[WHAT IS ASKED]: Extract every one of the records below and reproduce each word for word, one to a line, in the order given.

--- START MATERIAL ---

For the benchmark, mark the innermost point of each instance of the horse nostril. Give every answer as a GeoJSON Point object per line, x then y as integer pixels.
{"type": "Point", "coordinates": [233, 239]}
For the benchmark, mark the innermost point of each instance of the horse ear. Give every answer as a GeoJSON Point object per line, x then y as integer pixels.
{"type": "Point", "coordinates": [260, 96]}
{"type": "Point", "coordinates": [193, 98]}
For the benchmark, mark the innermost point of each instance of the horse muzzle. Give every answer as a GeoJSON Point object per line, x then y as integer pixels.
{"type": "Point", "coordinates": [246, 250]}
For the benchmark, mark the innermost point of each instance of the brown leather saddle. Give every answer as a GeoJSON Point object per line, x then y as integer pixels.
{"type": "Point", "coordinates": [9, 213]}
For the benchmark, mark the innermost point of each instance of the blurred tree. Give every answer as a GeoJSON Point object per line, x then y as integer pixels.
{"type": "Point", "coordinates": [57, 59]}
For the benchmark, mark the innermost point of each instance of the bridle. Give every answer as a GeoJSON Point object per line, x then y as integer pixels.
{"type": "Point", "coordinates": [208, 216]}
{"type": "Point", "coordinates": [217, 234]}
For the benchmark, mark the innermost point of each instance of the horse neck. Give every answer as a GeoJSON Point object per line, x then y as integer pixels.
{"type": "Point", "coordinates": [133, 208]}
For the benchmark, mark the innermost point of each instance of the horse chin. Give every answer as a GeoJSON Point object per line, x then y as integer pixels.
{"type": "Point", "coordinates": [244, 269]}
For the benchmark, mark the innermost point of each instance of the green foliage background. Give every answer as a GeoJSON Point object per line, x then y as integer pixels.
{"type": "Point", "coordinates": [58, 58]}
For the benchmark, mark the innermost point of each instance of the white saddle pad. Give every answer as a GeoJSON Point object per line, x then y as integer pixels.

--- END MATERIAL ---

[RESULT OF THIS EXERCISE]:
For the benchmark, mark the innermost point of each instance of the horse nostril. Give every answer as a GeoJSON Point object per line, x then y as integer pixels.
{"type": "Point", "coordinates": [233, 239]}
For the benchmark, mark the innermost point of each instance of the horse ear. Give every answer as a GeoJSON Point object per line, x then y as integer pixels.
{"type": "Point", "coordinates": [260, 96]}
{"type": "Point", "coordinates": [193, 98]}
For the benchmark, mark the innermost point of each instance of the horse muzzle. Give every answer as a GeoJSON Point object per line, x then y as integer pixels.
{"type": "Point", "coordinates": [246, 250]}
For the benchmark, mark the innermost point of each instance of the brown leather saddle. Give every answer as a GeoJSON Point object per line, x then y as integer pixels.
{"type": "Point", "coordinates": [9, 213]}
For the benchmark, mark the innermost point of each instance of the blurred tree. Give every answer as a GeoJSON Point object per line, x then y as integer pixels.
{"type": "Point", "coordinates": [57, 59]}
For the benchmark, mark the innermost point of each instance of the bridle. Give every answer as a GeoJSON Point object per line, x then y as integer pixels.
{"type": "Point", "coordinates": [208, 216]}
{"type": "Point", "coordinates": [217, 234]}
For the benchmark, mark the innermost point of each instance of the horse neck. Give every answer as a GeoJSON Point object per line, x then y as integer pixels.
{"type": "Point", "coordinates": [133, 208]}
For the benchmark, mark the innermost point of each instance of the horse chin. Give every answer as a GeoJSON Point object per line, x then y as integer pixels.
{"type": "Point", "coordinates": [244, 269]}
For the benchmark, mark the innermost point of each instance of the green foliage background. Give every answer as a GeoJSON Point object per line, x then y as integer pixels.
{"type": "Point", "coordinates": [58, 58]}
For the benchmark, mark the innermost point of each instance of the white saddle pad. Give every answer as a GeoJSON Point object per line, x then y as integer pixels.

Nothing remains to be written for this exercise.